*Supplied text*:
--------------------------------

Note that in our scenario neither SIRO nor FIFO/LIFO have means to evaluate the product age or product quality, which implies that spoiled products remain in the cold chain when they are expired.

3.3 Customer withdrawal behaviour

Customers follow different strategies in their product withdrawal behaviour. Ishii and Nose (1996) consider two types of customers (high and low priority) in their study, whereby high customers choose always the newest products in terms of remaining shelf life while low customers not only buy the newest but also old ones. In some cases, the quality of perishable goods may be judged easily by their visual appearance; in other cases, customers may only have the expiry date at their disposal. However, the latter information might be misleading when product quality decreases faster than if a product was stored under the right conditions (e.g. cooling system failure). To reflect this situation, we consider three different types of customer withdrawal behaviours:

Random. This behaviour describes a customer who is unable or unwilling to judge an item’s product quality. Consequently, items are taken arbitrarily off the shelf, no matter whether their product quality is satisfactory or not.

Expiry-based. This behaviour describes a customer who withdraws a product depending on its age as given by the expiry date (e.g., printed on the product packaging). In this case, the customer always chooses the ‘youngest’ item.

--------------------------------

*Written problem A*:
Using a Markdown table with the columns Number and Content, express the rows starting at the first row and ending at the row that contains "x=24, y=691". Skip blank lines and leave the pictures out.

--------------------------------

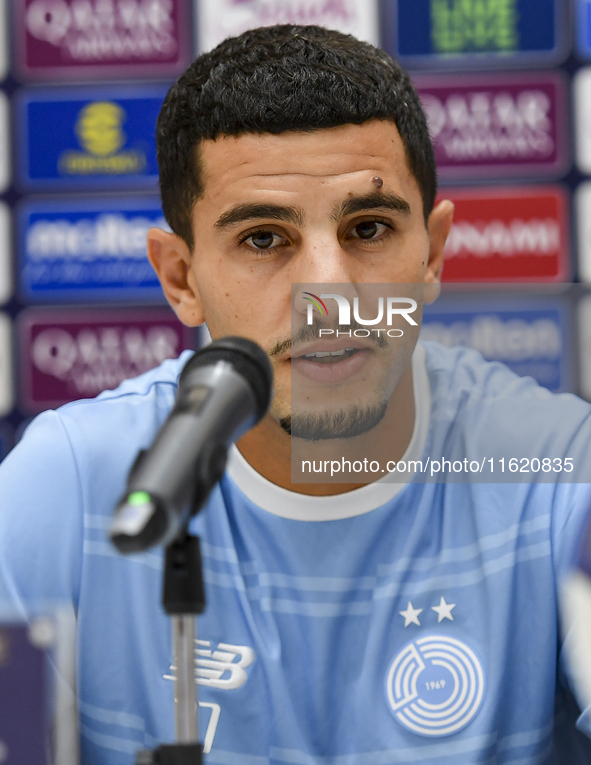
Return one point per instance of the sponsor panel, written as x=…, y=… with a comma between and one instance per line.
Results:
x=89, y=138
x=530, y=336
x=583, y=27
x=584, y=321
x=497, y=125
x=3, y=39
x=6, y=365
x=5, y=254
x=218, y=19
x=68, y=39
x=495, y=33
x=583, y=211
x=94, y=249
x=5, y=149
x=67, y=354
x=24, y=691
x=507, y=234
x=6, y=439
x=582, y=99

--------------------------------

*Written problem B*:
The text on customer withdrawal behavior names some approaches that cannot judge product age or quality. List every abbreviation it gives for them.

*Complete answer A*:
| Number | Content |
|---|---|
| 1 | Return one point per instance of the sponsor panel, written as x=…, y=… with a comma between and one instance per line. |
| 2 | Results: |
| 3 | x=89, y=138 |
| 4 | x=530, y=336 |
| 5 | x=583, y=27 |
| 6 | x=584, y=321 |
| 7 | x=497, y=125 |
| 8 | x=3, y=39 |
| 9 | x=6, y=365 |
| 10 | x=5, y=254 |
| 11 | x=218, y=19 |
| 12 | x=68, y=39 |
| 13 | x=495, y=33 |
| 14 | x=583, y=211 |
| 15 | x=94, y=249 |
| 16 | x=5, y=149 |
| 17 | x=67, y=354 |
| 18 | x=24, y=691 |

*Complete answer B*:
- SIRO
- FIFO
- LIFO